## DOCUMENT:
***
- Paralympic Athletics
- Competitors: 6 from 6 nations

Medalists
- 1st place, gold medalist(s):  / Joerund Gaasemyr / Norway
- 2nd place, silver medalist(s):  / David Jakubovich / Israel
- 3rd place, bronze medalist(s):  / Carlos Roberto Sestrem / Brazil

= Athletics at the 1988 Summer Paralympics – Men's marathon B1 =

The Men's marathon B1 was a marathon event in athletics at the 1988 Summer Paralympics, for totally blind athletes. It was the first time marathon events for blind or visually impaired athletes were held at the Paralympic Games; the marathon had been introduced to the Paralympics in 1984, but had then been held only for wheelchair athletes. The men's 1988 B1 marathon was contested by six athletes from six countries. Norway's Joerund Gaasemyr won by a clear margin, in 2:45:48, quarter of an hour ahead of his competitors, who all completed the race in three hours or more.
***
## ITEMS:
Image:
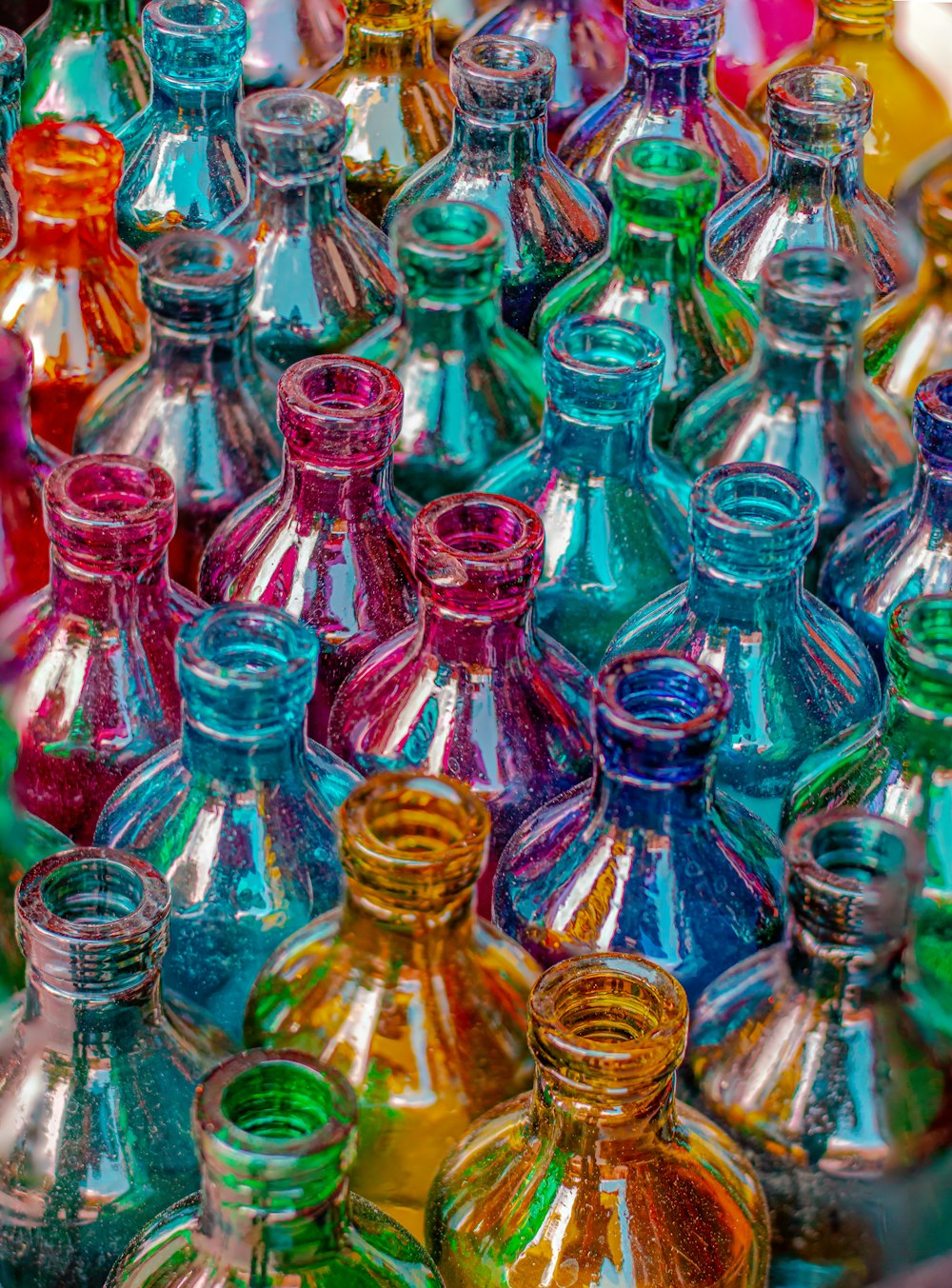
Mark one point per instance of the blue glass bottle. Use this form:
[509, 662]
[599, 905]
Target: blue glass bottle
[613, 509]
[240, 813]
[798, 674]
[499, 156]
[645, 858]
[324, 272]
[183, 161]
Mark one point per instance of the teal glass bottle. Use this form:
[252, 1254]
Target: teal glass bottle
[97, 1072]
[276, 1139]
[239, 816]
[656, 272]
[183, 161]
[798, 674]
[471, 386]
[322, 270]
[613, 509]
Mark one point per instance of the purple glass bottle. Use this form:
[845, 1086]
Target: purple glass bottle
[327, 541]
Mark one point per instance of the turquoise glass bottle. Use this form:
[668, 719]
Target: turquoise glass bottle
[499, 156]
[613, 509]
[798, 674]
[239, 816]
[322, 270]
[183, 161]
[471, 386]
[655, 272]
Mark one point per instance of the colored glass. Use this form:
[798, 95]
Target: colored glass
[95, 692]
[324, 272]
[446, 1037]
[66, 284]
[500, 157]
[655, 272]
[599, 1168]
[471, 386]
[197, 402]
[185, 165]
[327, 541]
[239, 816]
[397, 97]
[798, 674]
[613, 509]
[813, 192]
[808, 1054]
[803, 401]
[274, 1137]
[473, 689]
[97, 1075]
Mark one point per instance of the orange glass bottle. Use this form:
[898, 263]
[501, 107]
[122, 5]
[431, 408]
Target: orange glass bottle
[69, 285]
[405, 989]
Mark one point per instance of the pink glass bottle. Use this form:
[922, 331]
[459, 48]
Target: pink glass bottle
[327, 541]
[94, 692]
[473, 690]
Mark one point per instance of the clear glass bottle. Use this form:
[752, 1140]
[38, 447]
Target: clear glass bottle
[197, 402]
[499, 157]
[274, 1137]
[471, 386]
[327, 541]
[668, 89]
[94, 693]
[599, 1168]
[324, 272]
[397, 97]
[655, 272]
[68, 284]
[798, 674]
[185, 165]
[803, 401]
[442, 992]
[814, 192]
[809, 1055]
[239, 816]
[97, 1073]
[613, 509]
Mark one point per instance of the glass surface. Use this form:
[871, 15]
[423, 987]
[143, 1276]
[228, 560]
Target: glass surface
[405, 991]
[499, 157]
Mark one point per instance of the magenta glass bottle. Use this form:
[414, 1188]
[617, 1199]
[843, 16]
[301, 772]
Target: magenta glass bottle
[327, 541]
[473, 689]
[94, 692]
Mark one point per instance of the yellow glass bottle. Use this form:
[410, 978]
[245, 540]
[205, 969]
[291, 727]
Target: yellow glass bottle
[405, 991]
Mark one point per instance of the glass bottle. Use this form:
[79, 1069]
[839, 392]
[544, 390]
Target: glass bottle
[471, 386]
[68, 284]
[327, 541]
[798, 674]
[185, 165]
[613, 509]
[599, 1168]
[813, 192]
[95, 690]
[808, 1053]
[239, 816]
[473, 689]
[97, 1075]
[197, 402]
[655, 272]
[85, 63]
[397, 97]
[274, 1135]
[324, 272]
[803, 401]
[442, 993]
[500, 159]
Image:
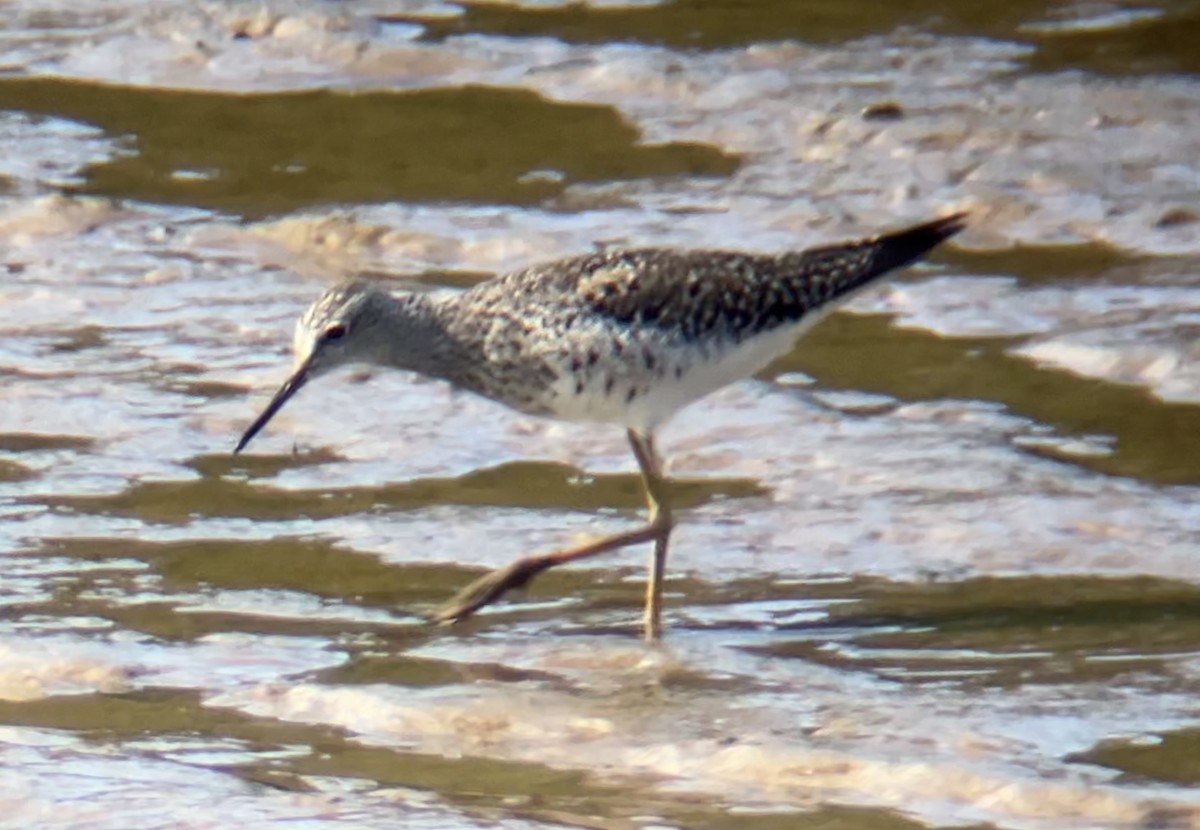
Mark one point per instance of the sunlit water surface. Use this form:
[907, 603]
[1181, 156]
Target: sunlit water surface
[936, 567]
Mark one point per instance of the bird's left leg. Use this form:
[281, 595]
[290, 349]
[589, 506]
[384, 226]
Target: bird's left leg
[493, 585]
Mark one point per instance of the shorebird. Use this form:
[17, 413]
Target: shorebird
[624, 337]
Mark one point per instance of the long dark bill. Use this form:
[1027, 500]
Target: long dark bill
[293, 384]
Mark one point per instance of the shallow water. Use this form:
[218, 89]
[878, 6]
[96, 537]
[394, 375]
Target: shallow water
[935, 569]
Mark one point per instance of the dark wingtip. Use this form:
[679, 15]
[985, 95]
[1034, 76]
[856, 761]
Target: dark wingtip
[904, 246]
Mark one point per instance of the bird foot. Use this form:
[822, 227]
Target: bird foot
[487, 589]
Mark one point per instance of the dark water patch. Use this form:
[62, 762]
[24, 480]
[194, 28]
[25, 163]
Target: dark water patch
[1162, 42]
[1150, 38]
[1171, 757]
[256, 465]
[1007, 632]
[304, 565]
[400, 669]
[79, 340]
[154, 713]
[1152, 439]
[11, 470]
[1047, 264]
[27, 441]
[717, 24]
[275, 152]
[535, 485]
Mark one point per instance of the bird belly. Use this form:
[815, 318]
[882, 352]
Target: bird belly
[628, 392]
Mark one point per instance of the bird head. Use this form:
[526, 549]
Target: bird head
[333, 332]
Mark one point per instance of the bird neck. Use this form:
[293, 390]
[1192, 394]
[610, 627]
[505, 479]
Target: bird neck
[417, 336]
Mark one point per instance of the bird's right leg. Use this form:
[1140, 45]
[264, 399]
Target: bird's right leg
[491, 587]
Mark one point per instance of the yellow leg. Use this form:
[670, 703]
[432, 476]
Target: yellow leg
[661, 521]
[493, 585]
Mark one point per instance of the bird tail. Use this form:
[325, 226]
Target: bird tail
[834, 271]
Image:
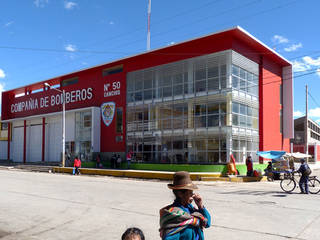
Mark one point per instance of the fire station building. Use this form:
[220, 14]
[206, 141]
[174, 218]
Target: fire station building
[195, 102]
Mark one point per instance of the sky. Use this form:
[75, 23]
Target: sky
[42, 39]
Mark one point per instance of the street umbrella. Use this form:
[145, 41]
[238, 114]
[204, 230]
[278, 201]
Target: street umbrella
[271, 154]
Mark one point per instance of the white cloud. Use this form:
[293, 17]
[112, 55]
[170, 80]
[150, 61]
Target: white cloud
[40, 3]
[8, 24]
[297, 114]
[311, 61]
[69, 5]
[279, 39]
[293, 47]
[314, 112]
[300, 66]
[70, 48]
[1, 90]
[2, 74]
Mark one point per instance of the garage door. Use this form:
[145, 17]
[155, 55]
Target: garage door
[54, 144]
[34, 143]
[17, 144]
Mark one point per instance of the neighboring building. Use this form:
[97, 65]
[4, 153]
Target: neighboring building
[3, 140]
[194, 102]
[312, 134]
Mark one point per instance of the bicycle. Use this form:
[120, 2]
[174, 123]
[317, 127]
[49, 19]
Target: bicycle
[290, 182]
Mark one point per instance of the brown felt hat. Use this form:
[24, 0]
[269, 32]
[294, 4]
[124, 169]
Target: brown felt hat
[182, 180]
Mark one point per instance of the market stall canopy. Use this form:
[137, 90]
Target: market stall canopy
[297, 155]
[271, 154]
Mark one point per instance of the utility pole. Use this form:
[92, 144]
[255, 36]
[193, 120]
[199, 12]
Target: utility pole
[148, 34]
[306, 130]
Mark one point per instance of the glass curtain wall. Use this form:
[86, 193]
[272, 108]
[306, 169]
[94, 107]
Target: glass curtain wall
[177, 113]
[198, 111]
[245, 108]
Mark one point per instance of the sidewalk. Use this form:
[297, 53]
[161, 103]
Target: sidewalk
[143, 174]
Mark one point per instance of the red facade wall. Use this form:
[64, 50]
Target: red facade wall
[271, 71]
[270, 112]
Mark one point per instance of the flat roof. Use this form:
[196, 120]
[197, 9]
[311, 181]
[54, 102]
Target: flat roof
[237, 31]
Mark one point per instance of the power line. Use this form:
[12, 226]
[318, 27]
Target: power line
[313, 99]
[103, 52]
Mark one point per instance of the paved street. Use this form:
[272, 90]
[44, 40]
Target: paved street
[56, 206]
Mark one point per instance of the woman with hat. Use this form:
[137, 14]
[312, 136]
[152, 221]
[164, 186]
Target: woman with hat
[181, 220]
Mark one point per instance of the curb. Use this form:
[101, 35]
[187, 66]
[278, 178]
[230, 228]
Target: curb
[195, 176]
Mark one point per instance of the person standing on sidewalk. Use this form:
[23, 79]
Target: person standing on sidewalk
[129, 158]
[181, 220]
[77, 165]
[305, 172]
[249, 165]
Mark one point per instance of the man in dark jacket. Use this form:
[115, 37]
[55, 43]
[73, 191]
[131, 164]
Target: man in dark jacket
***
## PROMPT:
Please copy word for word the passage of the 1988 Paralympic marathon text above that opens with the words containing "- Paralympic Athletics" and closes with "hours or more.".

## ANSWER FOR THE TASK:
- Paralympic Athletics
- Competitors: 6 from 6 nations

Medalists
- 1st place, gold medalist(s):  / Joerund Gaasemyr / Norway
- 2nd place, silver medalist(s):  / David Jakubovich / Israel
- 3rd place, bronze medalist(s):  / Carlos Roberto Sestrem / Brazil

= Athletics at the 1988 Summer Paralympics – Men's marathon B1 =

The Men's marathon B1 was a marathon event in athletics at the 1988 Summer Paralympics, for totally blind athletes. It was the first time marathon events for blind or visually impaired athletes were held at the Paralympic Games; the marathon had been introduced to the Paralympics in 1984, but had then been held only for wheelchair athletes. The men's 1988 B1 marathon was contested by six athletes from six countries. Norway's Joerund Gaasemyr won by a clear margin, in 2:45:48, quarter of an hour ahead of his competitors, who all completed the race in three hours or more.